Task item> Copy the following lines exactly as they appear, covering every record without changes.

[Opening Input section]

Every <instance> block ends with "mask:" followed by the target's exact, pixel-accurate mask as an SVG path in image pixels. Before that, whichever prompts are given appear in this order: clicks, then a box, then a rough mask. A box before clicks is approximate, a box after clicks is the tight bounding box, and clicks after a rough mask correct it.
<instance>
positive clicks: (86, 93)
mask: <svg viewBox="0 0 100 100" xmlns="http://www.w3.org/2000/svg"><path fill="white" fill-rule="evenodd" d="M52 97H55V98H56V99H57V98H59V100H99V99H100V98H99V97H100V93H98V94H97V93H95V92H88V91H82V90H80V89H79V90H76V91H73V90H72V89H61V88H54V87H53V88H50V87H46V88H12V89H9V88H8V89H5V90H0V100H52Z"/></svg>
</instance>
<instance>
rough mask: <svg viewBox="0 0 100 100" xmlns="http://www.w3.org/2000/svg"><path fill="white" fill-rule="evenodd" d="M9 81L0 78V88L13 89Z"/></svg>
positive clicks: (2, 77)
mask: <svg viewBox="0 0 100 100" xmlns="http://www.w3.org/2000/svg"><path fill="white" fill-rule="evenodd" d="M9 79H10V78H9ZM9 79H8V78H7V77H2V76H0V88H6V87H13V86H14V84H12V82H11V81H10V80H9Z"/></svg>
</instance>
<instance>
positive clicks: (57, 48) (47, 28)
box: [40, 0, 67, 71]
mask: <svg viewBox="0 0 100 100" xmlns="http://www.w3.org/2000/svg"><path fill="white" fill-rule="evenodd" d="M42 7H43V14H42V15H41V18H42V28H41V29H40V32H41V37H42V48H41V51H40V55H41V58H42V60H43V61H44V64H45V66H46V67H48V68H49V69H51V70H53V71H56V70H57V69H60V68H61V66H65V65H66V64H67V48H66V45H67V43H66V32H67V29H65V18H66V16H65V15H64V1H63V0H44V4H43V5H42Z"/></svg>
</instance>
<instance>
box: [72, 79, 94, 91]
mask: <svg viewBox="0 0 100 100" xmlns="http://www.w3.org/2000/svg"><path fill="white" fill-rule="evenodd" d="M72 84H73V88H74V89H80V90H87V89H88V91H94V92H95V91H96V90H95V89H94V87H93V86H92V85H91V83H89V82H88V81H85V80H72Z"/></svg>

[Closing Input section]

Answer box>
Every <instance> block ends with "mask:" followed by the target's exact, pixel-accurate mask as an SVG path in image pixels. Before that, whichever prompts are given appear in this order: clicks, then a box, then a rough mask. A box before clicks is approximate, a box after clicks is the tight bounding box, and clicks after a rough mask correct it.
<instance>
positive clicks: (86, 93)
mask: <svg viewBox="0 0 100 100" xmlns="http://www.w3.org/2000/svg"><path fill="white" fill-rule="evenodd" d="M52 97H55V98H56V99H57V98H59V100H99V99H100V98H99V97H100V93H98V94H97V93H95V92H88V91H82V90H80V89H79V90H76V91H73V90H72V89H61V88H54V87H53V88H50V87H46V88H12V89H9V88H8V89H5V90H0V100H52Z"/></svg>
</instance>
<instance>
rough mask: <svg viewBox="0 0 100 100" xmlns="http://www.w3.org/2000/svg"><path fill="white" fill-rule="evenodd" d="M9 81L0 78V88L13 89Z"/></svg>
positive clicks: (2, 77)
mask: <svg viewBox="0 0 100 100" xmlns="http://www.w3.org/2000/svg"><path fill="white" fill-rule="evenodd" d="M9 79H10V78H9ZM9 79H8V78H7V77H2V76H0V88H6V87H13V86H14V84H12V82H11V81H10V80H9Z"/></svg>
</instance>
<instance>
positive clicks: (57, 48) (47, 28)
box: [40, 0, 67, 71]
mask: <svg viewBox="0 0 100 100" xmlns="http://www.w3.org/2000/svg"><path fill="white" fill-rule="evenodd" d="M42 7H43V14H42V15H41V18H42V28H41V29H40V32H41V37H42V48H41V51H40V55H41V58H42V60H43V61H44V64H45V66H46V67H48V68H49V69H51V70H53V71H56V70H57V69H60V68H61V66H65V65H66V64H67V48H66V45H67V43H66V32H67V29H65V18H66V16H65V15H64V1H63V0H44V4H43V5H42Z"/></svg>
</instance>
<instance>
box: [72, 79, 94, 91]
mask: <svg viewBox="0 0 100 100" xmlns="http://www.w3.org/2000/svg"><path fill="white" fill-rule="evenodd" d="M72 84H73V88H74V89H80V90H87V89H88V91H94V92H95V91H96V90H95V89H94V87H93V86H92V85H91V83H89V82H88V81H85V80H72Z"/></svg>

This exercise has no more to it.